PROVIDED PASSAGE:
◇ ◇ ◇ ◇

- Born: Marcia Ann Reed 1948 (age 77–78) Hollywood, California, U.S.
- Education: Art Center College of Design
- Occupation: Still photographer
- Parent(s): Josefina Flores and Paul "Dean" Reed

= Marcia Reed =

Marcia Ann Reed (born 1948) was the first unionized female still photographer in the motion picture industry, having joined the International Cinematographers Guild in 1973 as a unit still photographer. She was also the first woman to win a Society of Operating Cameramen Lifetime Achievement Award (Still Photographer) in 2000.

==Early life==
Reed was born in 1948 at Queen of Angels Hospital in Los Angeles. She is the only child of Josefina Flores and Paul "Dean" Reed. Her mother was with the WAVES (Women Accepted for Volunteer Emergency Service) based out of Tucson, during World War II. Her father, (who worked as P. Dean Reed) was a television engineer and unit production manager on television shows. She attended Grant High School (Los Angeles) in Valley Glen, California and was one of the first female students to take a photography class which led to her interest in becoming a professional photographer.

After high school, Marcia applied to the prestigious Art Center College of Design and was one of the first women accepted into the Photography Program to graduate. For her final assignment, prior to graduating in 1970, Marcia created a Style Book on behind-the-scenes of a typical television production which led to her being offered a chance to be a non-union production photographer for the local television networks beginning in 1971. At that time, she also began working for Lucille Ball at Desilu Studios on a variety of productions.

==Career==
By March 2, 1973, Reed had her first movie assignment working on the set of the film Rhinoceros, starring Gene Wilder and Zero Mostel. It was to be the first of two films working with Wilder (the other was Another You with Richard Pryor). Rhinoceros, released in 1974, was the first film to have a woman as the union still photographer.

She has worked on more than fifty motion pictures including: Leap of Faith (1992), LA Story (1991), Paradise (1991), Another You (1991), Maniac Cop 2 (1990), Turner & Hooch (1989), Pink Cadillac (1989), The Dead Pool (1988), Bird (1998), The Seventh Sign (1988), Back to the Beach (1987), Heartbreak Ridge (1986), Ratboy (1986), Pale Rider (1985), Get Crazy (1983), Kiss Me Goodbye (1982), Endangered Species (1982), Heartbeeps (1981), Ordinary People (1980), The Muppet Movie (1979), Comes a Horseman (1978), The Gauntlet (1977), The Enforcer (1976), The Last Tycoon (1976) and Rhinoceros (1974).

Reed has one visual effects credit as a still photographer in 1977 on IMDB for Close Encounters of the Third Kind (she spent a month on foot taking the Devil's Tower photographs) where she is listed as Marcia Reid.

◇ ◇ ◇ ◇

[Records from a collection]
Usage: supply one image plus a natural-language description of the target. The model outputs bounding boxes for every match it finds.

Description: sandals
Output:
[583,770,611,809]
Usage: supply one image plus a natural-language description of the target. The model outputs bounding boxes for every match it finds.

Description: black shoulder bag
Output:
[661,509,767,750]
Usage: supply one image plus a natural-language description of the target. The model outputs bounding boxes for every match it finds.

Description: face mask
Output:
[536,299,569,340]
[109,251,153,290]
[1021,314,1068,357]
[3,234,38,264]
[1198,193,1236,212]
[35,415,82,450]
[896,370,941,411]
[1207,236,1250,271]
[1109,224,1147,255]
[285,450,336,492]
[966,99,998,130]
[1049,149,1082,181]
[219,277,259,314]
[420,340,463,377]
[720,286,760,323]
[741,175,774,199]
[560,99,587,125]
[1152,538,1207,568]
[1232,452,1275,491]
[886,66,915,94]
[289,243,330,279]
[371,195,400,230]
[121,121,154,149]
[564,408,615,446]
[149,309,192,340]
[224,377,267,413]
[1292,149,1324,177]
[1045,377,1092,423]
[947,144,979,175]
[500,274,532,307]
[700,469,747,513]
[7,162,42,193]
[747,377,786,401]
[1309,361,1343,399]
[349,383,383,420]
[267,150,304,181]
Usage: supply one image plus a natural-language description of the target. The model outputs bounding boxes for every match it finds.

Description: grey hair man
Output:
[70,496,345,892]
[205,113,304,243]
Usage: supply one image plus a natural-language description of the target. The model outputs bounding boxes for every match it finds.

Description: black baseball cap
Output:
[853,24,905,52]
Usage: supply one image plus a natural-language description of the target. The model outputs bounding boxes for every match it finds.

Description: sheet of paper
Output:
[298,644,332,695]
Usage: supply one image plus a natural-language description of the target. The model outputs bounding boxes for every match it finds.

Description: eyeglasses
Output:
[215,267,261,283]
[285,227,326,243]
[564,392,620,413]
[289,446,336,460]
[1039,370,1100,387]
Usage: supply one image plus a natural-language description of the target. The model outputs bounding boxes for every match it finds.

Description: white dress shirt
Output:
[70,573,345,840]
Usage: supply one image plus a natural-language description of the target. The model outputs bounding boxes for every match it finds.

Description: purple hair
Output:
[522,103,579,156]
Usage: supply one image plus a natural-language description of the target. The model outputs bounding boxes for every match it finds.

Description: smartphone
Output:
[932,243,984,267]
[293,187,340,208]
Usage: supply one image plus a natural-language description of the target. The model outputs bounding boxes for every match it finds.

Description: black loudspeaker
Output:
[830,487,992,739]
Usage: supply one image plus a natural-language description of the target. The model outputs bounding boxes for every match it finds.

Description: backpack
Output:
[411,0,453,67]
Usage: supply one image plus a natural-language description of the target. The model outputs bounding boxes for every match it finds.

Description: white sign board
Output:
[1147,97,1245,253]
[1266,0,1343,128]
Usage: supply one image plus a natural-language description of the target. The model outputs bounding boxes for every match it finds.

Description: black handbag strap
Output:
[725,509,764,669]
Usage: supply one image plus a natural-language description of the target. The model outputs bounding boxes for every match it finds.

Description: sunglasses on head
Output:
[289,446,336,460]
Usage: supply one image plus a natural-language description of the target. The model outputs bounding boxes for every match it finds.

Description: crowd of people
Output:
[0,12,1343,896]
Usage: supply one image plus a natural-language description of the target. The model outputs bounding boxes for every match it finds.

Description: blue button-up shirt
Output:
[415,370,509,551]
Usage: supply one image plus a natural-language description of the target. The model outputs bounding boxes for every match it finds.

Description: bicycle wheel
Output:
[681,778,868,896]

◇ ◇ ◇ ◇

DIRECTIONS:
1 > Print the section of the Marcia Reed biography between "- Born: Marcia" and "Photographer) in 2000.", inclusive.
2 > Answer these questions from the Marcia Reed biography:
(a) Which guild did Reed join in 1973?
(b) In which service was her mother during World War II, and where was it based?
(c) How long did she spend on foot taking the Devil's Tower photographs?

WRITTEN ANSWERS:
1 >
- Born: Marcia Ann Reed 1948 (age 77–78) Hollywood, California, U.S.
- Education: Art Center College of Design
- Occupation: Still photographer
- Parent(s): Josefina Flores and Paul "Dean" Reed

= Marcia Reed =

Marcia Ann Reed (born 1948) was the first unionized female still photographer in the motion picture industry, having joined the International Cinematographers Guild in 1973 as a unit still photographer. She was also the first woman to win a Society of Operating Cameramen Lifetime Achievement Award (Still Photographer) in 2000.

2 >
(a) The International Cinematographers Guild
(b) The WAVES (Women Accepted for Volunteer Emergency Service), based out of Tucson
(c) A month